▸ **Problem statement**
Rewrite every line of the material from its first line up to and including the line with "(375, 1090)". Multiply each coordinate in the answers by 0.4, rounding to whole numbers with halves rounded up.

── Data provided

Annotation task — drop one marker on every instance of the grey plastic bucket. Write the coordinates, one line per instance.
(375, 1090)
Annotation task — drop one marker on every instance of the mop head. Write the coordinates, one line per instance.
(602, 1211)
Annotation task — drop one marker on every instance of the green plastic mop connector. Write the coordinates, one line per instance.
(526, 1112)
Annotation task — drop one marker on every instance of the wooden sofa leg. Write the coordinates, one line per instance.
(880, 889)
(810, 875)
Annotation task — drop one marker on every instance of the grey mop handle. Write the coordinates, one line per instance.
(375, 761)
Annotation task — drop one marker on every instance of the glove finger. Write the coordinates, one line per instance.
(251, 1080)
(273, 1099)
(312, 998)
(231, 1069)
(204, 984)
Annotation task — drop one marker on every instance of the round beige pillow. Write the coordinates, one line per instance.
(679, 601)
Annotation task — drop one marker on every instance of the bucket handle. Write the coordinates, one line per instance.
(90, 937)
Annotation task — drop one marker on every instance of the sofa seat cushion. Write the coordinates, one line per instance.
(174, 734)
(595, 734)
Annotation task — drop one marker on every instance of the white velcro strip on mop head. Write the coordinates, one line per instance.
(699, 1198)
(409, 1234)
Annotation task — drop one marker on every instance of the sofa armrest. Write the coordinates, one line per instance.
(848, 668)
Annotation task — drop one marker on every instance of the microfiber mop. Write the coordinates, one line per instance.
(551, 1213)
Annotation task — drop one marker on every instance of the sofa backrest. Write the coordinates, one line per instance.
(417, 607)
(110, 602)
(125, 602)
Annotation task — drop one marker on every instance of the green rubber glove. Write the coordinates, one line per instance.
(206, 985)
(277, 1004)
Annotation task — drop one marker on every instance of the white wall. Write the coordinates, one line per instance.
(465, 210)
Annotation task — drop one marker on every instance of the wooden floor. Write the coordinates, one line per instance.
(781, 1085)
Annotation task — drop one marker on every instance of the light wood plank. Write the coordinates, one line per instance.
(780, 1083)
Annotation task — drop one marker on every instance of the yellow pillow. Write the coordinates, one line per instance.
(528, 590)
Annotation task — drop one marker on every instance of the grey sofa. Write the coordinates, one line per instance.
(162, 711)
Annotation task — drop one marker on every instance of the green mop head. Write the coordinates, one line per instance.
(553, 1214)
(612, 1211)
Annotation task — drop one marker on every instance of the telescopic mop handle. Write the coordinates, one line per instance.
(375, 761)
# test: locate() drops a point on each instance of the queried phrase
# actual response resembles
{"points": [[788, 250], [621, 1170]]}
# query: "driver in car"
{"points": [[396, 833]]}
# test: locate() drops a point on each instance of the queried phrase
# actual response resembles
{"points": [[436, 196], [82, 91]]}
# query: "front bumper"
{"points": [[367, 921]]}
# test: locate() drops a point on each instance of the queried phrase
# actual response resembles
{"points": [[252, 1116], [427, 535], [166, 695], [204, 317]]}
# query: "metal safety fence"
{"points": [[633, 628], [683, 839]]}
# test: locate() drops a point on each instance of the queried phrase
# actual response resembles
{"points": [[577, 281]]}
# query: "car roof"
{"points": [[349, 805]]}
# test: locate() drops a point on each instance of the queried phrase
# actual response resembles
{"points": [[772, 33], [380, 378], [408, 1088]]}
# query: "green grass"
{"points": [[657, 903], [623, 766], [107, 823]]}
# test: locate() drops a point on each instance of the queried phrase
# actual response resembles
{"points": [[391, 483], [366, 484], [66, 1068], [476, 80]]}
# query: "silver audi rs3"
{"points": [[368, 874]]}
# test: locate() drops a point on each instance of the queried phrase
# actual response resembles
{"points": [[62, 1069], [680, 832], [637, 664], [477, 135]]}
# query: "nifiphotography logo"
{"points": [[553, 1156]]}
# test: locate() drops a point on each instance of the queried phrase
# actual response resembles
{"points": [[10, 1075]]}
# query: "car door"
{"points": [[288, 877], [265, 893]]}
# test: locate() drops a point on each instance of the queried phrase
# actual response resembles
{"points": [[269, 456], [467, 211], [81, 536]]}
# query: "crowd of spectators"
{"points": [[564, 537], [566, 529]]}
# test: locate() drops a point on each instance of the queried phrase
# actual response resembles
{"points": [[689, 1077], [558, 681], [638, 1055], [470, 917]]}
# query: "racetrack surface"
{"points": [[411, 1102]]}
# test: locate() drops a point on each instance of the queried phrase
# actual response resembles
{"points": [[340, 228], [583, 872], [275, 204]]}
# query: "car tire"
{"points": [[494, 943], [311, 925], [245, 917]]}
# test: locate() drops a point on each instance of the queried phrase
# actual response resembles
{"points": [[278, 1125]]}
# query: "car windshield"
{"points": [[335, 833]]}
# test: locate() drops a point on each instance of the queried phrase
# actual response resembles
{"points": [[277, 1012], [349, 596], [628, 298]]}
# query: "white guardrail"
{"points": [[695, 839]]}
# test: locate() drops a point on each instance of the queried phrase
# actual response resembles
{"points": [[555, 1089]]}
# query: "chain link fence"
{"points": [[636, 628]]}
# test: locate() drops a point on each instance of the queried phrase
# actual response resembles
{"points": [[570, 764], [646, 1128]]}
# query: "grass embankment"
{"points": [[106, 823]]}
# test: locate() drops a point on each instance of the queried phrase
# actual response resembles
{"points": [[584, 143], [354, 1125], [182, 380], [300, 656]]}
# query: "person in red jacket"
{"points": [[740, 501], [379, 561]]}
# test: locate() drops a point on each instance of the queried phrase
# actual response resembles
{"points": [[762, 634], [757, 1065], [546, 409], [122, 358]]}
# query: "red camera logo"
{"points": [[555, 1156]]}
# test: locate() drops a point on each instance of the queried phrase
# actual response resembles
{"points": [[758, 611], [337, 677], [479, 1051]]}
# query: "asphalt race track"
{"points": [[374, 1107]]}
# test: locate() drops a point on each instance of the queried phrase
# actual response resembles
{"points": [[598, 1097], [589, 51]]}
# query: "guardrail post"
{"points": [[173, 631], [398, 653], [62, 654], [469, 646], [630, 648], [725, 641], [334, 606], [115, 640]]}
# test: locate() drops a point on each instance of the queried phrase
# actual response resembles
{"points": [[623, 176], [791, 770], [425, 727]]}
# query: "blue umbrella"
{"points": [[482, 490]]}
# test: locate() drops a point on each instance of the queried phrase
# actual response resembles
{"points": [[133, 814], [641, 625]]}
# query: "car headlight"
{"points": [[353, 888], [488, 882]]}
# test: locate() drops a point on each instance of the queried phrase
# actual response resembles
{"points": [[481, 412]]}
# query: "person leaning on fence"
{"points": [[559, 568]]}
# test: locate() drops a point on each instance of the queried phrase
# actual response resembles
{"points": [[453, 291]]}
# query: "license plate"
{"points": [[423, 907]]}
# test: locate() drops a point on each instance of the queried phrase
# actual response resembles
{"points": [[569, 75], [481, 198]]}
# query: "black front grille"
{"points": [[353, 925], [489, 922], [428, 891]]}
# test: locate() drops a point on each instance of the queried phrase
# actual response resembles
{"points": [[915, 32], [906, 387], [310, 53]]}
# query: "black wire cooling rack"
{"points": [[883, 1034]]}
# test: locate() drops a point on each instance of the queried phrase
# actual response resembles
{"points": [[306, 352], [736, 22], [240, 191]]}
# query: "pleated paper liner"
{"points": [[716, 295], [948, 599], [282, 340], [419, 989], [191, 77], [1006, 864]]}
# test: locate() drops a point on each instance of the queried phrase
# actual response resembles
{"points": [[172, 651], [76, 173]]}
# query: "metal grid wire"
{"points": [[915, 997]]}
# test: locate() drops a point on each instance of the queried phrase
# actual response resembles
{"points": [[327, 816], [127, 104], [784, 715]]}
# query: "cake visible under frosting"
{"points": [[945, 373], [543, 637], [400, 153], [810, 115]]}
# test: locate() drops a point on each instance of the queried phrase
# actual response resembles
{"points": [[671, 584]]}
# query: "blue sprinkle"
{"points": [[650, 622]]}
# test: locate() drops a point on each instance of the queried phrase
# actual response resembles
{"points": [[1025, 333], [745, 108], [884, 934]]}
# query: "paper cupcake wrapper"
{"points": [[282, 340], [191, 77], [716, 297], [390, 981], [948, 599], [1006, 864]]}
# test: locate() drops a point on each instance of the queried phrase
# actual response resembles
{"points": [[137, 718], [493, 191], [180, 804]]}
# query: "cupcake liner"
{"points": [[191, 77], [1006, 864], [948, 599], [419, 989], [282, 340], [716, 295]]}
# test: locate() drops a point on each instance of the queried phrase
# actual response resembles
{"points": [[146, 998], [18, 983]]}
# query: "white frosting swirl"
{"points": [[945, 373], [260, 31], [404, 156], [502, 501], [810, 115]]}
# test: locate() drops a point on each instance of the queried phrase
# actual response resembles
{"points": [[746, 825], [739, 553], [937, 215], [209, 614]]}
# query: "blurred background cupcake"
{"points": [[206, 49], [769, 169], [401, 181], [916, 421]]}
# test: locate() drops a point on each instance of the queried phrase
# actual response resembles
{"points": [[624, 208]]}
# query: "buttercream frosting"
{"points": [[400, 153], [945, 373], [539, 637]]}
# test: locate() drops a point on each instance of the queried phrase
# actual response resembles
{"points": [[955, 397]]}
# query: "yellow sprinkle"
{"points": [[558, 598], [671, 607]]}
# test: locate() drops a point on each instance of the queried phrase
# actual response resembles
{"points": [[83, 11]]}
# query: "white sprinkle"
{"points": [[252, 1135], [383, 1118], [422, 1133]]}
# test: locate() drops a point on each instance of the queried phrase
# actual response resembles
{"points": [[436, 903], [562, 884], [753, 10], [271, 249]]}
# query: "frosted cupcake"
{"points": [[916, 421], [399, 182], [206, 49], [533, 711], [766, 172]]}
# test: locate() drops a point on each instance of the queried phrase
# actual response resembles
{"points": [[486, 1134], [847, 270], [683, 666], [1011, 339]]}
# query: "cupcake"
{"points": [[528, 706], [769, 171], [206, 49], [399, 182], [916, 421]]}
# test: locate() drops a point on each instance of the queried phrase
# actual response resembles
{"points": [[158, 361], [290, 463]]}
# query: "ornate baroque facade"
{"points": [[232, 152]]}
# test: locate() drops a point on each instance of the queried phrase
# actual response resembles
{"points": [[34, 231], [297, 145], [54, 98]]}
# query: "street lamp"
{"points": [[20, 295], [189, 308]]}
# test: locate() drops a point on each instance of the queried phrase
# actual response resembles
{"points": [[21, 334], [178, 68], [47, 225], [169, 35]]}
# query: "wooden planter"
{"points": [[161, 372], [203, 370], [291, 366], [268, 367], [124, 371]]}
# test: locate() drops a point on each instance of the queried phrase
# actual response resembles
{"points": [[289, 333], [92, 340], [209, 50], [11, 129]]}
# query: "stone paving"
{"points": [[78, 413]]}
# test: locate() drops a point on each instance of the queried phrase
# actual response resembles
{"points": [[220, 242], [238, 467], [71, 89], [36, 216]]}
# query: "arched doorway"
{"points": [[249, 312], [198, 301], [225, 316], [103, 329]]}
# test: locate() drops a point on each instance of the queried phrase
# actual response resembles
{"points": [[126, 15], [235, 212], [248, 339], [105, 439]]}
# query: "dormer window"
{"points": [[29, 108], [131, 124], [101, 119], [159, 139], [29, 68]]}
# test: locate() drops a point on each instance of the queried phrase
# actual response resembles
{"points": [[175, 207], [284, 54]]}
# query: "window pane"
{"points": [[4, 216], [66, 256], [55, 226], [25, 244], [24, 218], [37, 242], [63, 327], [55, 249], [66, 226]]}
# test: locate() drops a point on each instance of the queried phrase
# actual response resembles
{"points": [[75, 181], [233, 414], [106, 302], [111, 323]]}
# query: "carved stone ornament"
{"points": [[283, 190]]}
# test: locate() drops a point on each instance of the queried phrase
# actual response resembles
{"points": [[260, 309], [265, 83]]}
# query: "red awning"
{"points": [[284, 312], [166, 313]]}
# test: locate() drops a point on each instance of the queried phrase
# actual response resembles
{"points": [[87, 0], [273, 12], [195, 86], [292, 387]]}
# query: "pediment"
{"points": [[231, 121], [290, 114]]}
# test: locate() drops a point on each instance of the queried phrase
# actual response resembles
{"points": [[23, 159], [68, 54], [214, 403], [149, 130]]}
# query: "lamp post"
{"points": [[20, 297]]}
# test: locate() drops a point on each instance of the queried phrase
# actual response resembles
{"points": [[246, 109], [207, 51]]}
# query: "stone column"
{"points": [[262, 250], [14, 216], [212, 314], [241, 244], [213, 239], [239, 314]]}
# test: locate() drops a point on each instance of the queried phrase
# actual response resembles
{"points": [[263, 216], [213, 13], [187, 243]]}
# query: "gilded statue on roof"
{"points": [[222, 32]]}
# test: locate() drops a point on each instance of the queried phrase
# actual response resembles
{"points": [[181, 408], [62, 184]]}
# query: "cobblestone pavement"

────

▸ **Expected output**
Annotation task — drop one marker on every instance of the grey plastic bucket. Write the coordinates, one line per instance.
(150, 436)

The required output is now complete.